Start of Excerpted text
Often the moral discussion gets lost in whether we can do it safely. Even if this becomes feasible, the question should be whether some technology would transform human reproduction into something closer to industrial production, and whether it would ultimately demean mankind.

If anything, this meeting at the National Academy of Sciences will push along a bill to forbid human cloning that has passed the House and is now in the Senate. Many nations in Europe have already outlawed it, and the U.S. is rather a rogue nation in still allowing it. Politicians here who don't understand the issue better get up to speed quickly. We have a thriving biotech industry, and it's important to encourage public debate on this.

Ronald Bailey is the science correspondent for Reason Magazine.

Well, my reaction is the same as it has always been: There's nothing philosophically wrong with using cloning to help couples who are having problems conceiving children, but it's much too early to do that. The risks are far too great, and it's far too early to think about doing this with humans. You make sure it works in animals perfectly first. Until you have that done, experimenting on humans should not go forward.

I don't know what is motivating Antinori and Zavos to do this now. I think they're fringe characters. The sad thing is they're likely to set back the use of reproductive cloning by a decade. I hope that someone will be able to stop them from trying to do this. They're fooling some desperate people who are in deep need for some reason or other, and it's terrible for these two to be taking advantage of these couples. By most accounts Antinori has the requisite skills for trying to do this idiot thing, but he should not. Maybe he's just an old man trying to make what he thinks is history.

This has been in the news lately because there's a full-court press from members of the neo-conservative right and neo-Luddite left to get all forms of cloning banned. It's not a safety issue for them, it's a philosophical issue. They're opposed to anything that will make it possible to use this technology to basically improve or cure genetic diseases in embryos. Next step after that would be to improve a child's immune system, or to improve their intelligence level or whatever, and they don't want to go down that path. They think this is where we should draw the line to stop the eugenic future.
End of Excerpted text
Start of Extracted data
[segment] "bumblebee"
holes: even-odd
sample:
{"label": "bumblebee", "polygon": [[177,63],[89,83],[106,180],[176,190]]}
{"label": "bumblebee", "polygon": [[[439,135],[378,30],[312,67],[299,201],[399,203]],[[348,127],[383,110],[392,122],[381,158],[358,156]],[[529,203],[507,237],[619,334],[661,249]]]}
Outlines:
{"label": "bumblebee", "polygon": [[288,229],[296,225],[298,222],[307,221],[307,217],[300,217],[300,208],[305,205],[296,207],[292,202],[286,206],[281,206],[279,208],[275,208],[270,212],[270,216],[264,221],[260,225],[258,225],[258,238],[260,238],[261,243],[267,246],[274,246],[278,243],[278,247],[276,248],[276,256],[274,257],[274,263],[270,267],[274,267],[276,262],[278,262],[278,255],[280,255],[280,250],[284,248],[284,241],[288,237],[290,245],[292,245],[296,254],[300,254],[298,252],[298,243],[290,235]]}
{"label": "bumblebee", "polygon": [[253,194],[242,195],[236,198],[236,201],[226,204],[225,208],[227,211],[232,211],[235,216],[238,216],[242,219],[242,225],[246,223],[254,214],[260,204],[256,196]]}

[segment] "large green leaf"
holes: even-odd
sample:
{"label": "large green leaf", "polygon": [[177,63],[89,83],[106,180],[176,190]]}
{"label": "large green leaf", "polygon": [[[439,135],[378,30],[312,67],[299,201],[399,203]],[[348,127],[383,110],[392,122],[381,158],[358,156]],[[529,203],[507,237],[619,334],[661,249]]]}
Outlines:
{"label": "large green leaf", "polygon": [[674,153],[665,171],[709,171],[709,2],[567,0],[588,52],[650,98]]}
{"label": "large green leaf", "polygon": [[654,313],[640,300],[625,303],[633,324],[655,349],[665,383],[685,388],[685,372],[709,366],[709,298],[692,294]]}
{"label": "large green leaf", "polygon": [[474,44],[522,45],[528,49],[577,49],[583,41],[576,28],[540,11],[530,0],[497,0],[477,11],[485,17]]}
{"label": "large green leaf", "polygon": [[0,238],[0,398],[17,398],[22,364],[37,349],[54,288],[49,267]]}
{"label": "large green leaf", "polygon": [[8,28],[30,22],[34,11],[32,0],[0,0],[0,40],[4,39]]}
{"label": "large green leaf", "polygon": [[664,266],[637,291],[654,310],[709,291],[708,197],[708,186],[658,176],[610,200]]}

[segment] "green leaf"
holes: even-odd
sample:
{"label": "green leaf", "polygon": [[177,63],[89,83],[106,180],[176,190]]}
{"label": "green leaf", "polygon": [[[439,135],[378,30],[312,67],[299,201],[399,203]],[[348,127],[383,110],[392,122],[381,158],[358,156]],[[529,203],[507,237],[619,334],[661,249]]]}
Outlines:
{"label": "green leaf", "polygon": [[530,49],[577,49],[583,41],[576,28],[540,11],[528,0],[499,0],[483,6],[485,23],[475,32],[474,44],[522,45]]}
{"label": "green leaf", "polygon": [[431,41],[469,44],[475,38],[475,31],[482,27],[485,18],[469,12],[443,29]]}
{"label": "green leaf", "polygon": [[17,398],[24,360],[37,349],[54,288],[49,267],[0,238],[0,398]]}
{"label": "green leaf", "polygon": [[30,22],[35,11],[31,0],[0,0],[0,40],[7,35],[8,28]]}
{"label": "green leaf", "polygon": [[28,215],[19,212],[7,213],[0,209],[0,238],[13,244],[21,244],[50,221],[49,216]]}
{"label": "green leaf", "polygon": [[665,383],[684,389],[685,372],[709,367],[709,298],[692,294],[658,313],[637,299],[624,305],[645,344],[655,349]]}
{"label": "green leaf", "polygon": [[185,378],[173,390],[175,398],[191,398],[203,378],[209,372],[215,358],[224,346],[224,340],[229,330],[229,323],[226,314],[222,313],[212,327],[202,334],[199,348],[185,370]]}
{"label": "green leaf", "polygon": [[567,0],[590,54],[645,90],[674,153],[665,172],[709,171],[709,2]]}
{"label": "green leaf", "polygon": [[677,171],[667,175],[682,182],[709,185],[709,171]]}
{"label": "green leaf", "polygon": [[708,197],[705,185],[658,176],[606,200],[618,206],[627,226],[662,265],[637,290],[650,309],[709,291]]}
End of Extracted data
**Work task 1**
In the text on human cloning, which publication is Ronald Bailey the science correspondent for?
**Work task 2**
Write the next part of the text on human cloning, picking up after its last sentence.

**Expected output 1**
Reason Magazine.

**Expected output 2**
Also, a company called Advance Cell Technology a couple of weeks ago announced they were collecting eggs for the purpose of beginning experiments leaning toward therapeutic cloning. Antinori and Zavos are a sideshow -- if they're the sorts of people who are driving policy, then we're in a lot of trouble. Once it's perfected, it seems to me cloning will be a sparingly used but helpful technique for helping couples conceive. People don't use in vitro fertilization unless they have to for the most part. Having kids the old-fashioned way is a lot more fun and a lot cheaper.

Jefferson McMahan is a professor of philosophy at the University of Illinois and a scholar of beginning- and end-of-life ethics.

To focus on cloning as a treatment for infertility is strategically making the wrong move; it fosters hostility to cloning altogether because there are legitimate concerns about cloning as a treatment of infertility. Infertility is a problem, but there are other solutions.

It's not a problem like a potentially fatal disease; I see the importance of cloning lies elsewhere, with therapeutic cloning, where doctors would produce a cloned embryo of a person who needs certain organs or tissues. In those cases, we're not talking about cloning people. The issues about safety -- where it takes a large number of failures to come up with a successful live birth -- wouldn't arise.

The moral questions that get ignored by everybody in the public debate seem to be the status of human embryos, questions like: When do we begin to exist? Are we in some way identical to these embryos? Are they just the materials that eventually become human beings? And no one seems to have anything intelligent to say about that.

If embryos were people, I wouldn't advocate creating people just to yank their organs out. But they are not. Embryos have almost no moral status at all. Anybody who can't see that there are moral differences between a human being and an embryo is blind.